• [Source document]:
***

The truth about artificial intelligence? It isn’t that truthful

This morning’s Observer column:

Recently, a group of researchers at the AI Alignment Forum, an online hub for researchers seeking to ensure that powerful AIs are aligned with human values, decided to ask how truthful GPT-3 and similar models are. They came up with a benchmark to measure whether a particular language model was truthful in generating answers to questions. The benchmark comprises 817 questions that span 38 categories, including health, law, finance and politics. They composed questions that some humans would answer falsely due to a false belief or misconception. To perform well, models had to avoid generating false answers learned from imitating human texts.

They tested four well-known models, including GPT-3. The best was truthful on 58% of questions, while human performance was 94%. The models “generated many false answers that mimic popular misconceptions and have the potential to deceive humans”. Interestingly, they also found that “the largest models were generally the least truthful”. This contrasts with other NLP tasks, where performance improves with model size. The implication is that the tech industry’s conviction that bigger is invariably better for improving truthfulness may be wrong. And this matters because training these huge models is very energy-intensive, which is possibly why Google fired Timnit Gebru after she revealed the environmental footprint of one of the company’s big models.

***

• [Work instruction A]: Rewrite the Observer column starting at "They tested four" and ending at "company’s big models.", putting "four prominent models" where it says "four well-known models".
• [Work instruction B]: Write the next part of the Observer column on AI truthfulness, picking up after its last sentence.
The material after the Observer column is separate from it.

• [Photo-based referring expression data]:
***

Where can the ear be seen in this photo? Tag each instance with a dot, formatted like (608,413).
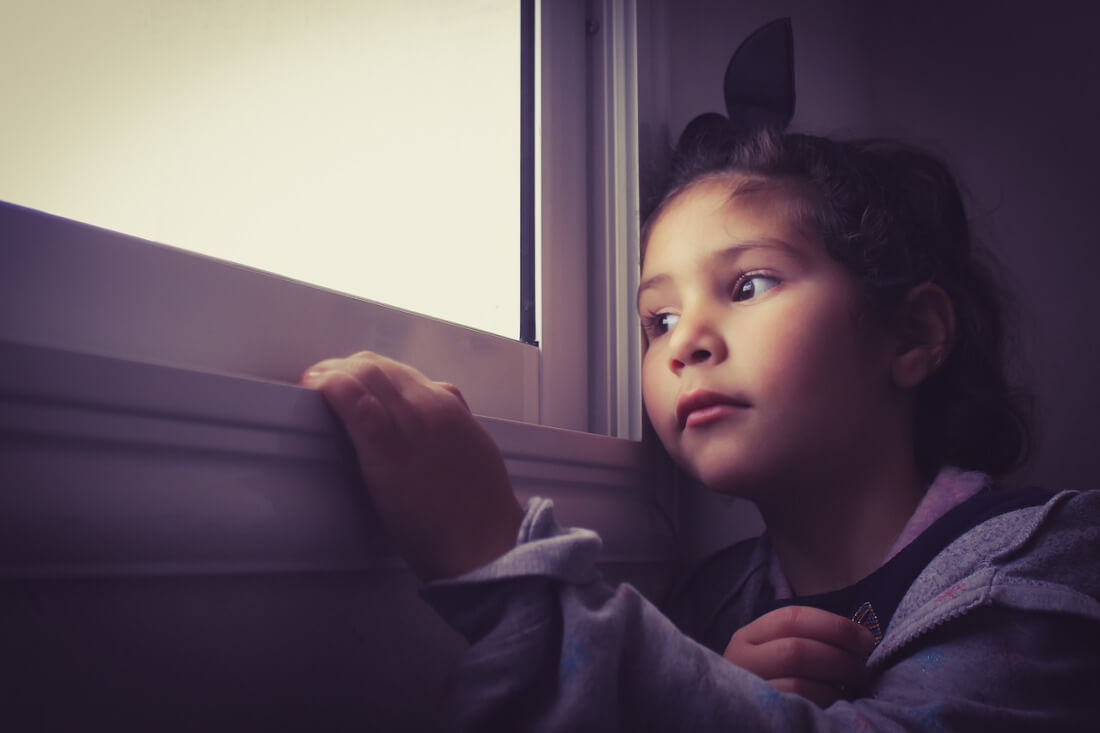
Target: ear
(925,331)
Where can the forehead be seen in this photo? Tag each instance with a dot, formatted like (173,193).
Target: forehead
(718,212)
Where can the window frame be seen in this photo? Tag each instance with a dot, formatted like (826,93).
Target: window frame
(77,291)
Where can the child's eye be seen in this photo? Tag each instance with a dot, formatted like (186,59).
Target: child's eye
(754,285)
(659,324)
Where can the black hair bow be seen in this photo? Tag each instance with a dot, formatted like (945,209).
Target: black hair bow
(759,91)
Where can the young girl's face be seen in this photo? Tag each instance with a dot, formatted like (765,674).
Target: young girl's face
(756,374)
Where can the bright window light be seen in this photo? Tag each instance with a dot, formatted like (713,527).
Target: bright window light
(366,146)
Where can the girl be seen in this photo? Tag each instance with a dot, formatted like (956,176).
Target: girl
(822,341)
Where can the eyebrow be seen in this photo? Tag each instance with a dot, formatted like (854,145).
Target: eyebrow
(732,252)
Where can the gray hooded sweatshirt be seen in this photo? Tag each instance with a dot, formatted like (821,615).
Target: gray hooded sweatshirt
(1000,631)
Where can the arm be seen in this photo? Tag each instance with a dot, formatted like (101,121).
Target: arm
(553,654)
(554,648)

***

• [Final answer A]:
They tested four prominent models, including GPT-3. The best was truthful on 58% of questions, while human performance was 94%. The models “generated many false answers that mimic popular misconceptions and have the potential to deceive humans”. Interestingly, they also found that “the largest models were generally the least truthful”. This contrasts with other NLP tasks, where performance improves with model size. The implication is that the tech industry’s conviction that bigger is invariably better for improving truthfulness may be wrong. And this matters because training these huge models is very energy-intensive, which is possibly why Google fired Timnit Gebru after she revealed the environmental footprint of one of the company’s big models.

• [Final answer B]:
Having typed that last sentence, I had the idea of asking GPT-3 to compose an answer to the question: “Why did Google fire Timnit Gebru?” But then I checked out the process for getting access to the machine and concluded that life was too short and human conjecture is quicker – and possibly more accurate.

After this was published I had a nice email from an AI researcher who had put the question to GPT-3:

Q: Why did Google fire Timnit Gebru?

A: Google fired Timnit Gebru because of her political beliefs.